Your objective: Translate this sentence from the poultry house text into Spanish: "The poultry houses are relatively inexpensive to construct and operate."

Commercial poultry growers raise thousands of birds in large poultry houses. Chickens raised for meat consumption are grown from small chicks to market weight in about 6 weeks when conditions in the poultry house are optimal. This includes adequate feed, water, temperature, and fresh air ventilation.
The poultry houses are relatively inexpensive to construct and operate. A typical house is several hundred feet long and 40 to 60 feet wide. When a flock of chicks is first placed in the house, the internal temperature needs to be about 90 F and there is minimal need for ventilation with outside air. As the birds grow, the internal house temperature is lowered regularly, reaching about 70 F by the 4th week. The need for ventilation air increases as the birds grow. Older houses used moveable curtains on the side of the houses to let in light and admit warm or cool fresh air during favorable weather conditions. The curtains could be closed to keep out undesirable weather and daylight or keep heat in the house.
Most modern houses have continuous metal side walls and rely on large fans and louvers for ventilation to remove humidity, carbon dioxide, and ammonia and move fresh outdoor air through the house. The inlet louvers of these modern houses are typically installed along the side walls near the eaves, and spaced roughly 30 to 50 feet along the length of the house. As the fans exhaust air from the house, fresh, outside air is pulled in through the inlet louvers.

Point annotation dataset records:
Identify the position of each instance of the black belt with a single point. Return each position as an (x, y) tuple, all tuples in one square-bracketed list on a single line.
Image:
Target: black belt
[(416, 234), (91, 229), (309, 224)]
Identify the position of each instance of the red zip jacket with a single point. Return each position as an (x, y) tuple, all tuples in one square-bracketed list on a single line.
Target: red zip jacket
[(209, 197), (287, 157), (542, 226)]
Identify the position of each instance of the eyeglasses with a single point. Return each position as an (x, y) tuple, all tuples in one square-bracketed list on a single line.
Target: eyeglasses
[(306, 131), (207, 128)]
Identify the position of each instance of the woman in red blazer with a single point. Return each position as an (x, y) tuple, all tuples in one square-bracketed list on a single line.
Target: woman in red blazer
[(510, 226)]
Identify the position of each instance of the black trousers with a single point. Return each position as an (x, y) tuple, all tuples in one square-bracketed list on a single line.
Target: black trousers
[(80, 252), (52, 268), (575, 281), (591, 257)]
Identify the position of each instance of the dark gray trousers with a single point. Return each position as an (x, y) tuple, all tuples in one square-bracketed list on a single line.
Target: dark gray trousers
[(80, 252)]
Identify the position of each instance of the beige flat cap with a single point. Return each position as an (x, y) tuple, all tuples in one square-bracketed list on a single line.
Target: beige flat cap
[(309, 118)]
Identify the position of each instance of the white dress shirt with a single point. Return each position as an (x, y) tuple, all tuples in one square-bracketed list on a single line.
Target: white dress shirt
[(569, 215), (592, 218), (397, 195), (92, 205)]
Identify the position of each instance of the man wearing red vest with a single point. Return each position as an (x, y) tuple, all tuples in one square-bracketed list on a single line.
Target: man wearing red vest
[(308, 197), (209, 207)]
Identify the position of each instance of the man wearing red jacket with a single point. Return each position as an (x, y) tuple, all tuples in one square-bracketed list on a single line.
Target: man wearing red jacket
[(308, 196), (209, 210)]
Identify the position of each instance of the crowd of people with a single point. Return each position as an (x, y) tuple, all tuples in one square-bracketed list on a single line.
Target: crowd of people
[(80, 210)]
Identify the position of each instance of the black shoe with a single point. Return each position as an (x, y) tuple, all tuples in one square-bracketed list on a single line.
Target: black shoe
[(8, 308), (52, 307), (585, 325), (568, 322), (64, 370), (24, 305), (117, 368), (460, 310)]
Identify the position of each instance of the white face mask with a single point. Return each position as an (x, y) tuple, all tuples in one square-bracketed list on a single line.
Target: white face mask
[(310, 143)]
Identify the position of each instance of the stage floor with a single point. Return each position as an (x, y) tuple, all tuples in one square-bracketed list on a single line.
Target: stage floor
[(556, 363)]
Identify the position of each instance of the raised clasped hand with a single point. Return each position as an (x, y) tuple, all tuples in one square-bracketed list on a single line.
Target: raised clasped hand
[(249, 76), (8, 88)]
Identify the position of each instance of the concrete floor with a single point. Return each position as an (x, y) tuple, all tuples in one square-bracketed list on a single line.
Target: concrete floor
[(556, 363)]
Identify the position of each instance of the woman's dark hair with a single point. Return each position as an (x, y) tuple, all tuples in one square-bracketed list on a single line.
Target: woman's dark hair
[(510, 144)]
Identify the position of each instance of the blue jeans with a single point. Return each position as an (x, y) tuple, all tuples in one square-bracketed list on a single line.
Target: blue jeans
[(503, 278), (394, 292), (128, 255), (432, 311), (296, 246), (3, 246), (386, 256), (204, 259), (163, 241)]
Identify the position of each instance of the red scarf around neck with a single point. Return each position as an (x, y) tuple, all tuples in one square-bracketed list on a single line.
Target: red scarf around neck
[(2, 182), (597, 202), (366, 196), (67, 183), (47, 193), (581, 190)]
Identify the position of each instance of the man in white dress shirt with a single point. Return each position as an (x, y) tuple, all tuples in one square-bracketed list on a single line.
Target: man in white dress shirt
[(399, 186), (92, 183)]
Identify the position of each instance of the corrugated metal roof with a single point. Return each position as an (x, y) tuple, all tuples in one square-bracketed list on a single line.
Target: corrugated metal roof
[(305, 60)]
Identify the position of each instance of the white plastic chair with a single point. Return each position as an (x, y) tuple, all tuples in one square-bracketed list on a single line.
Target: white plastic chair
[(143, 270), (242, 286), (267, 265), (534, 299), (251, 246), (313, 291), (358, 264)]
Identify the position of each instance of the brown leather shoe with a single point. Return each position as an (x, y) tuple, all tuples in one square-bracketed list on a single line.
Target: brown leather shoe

The answer: Los galpones avícolas son relativamente económicos de construir y operar.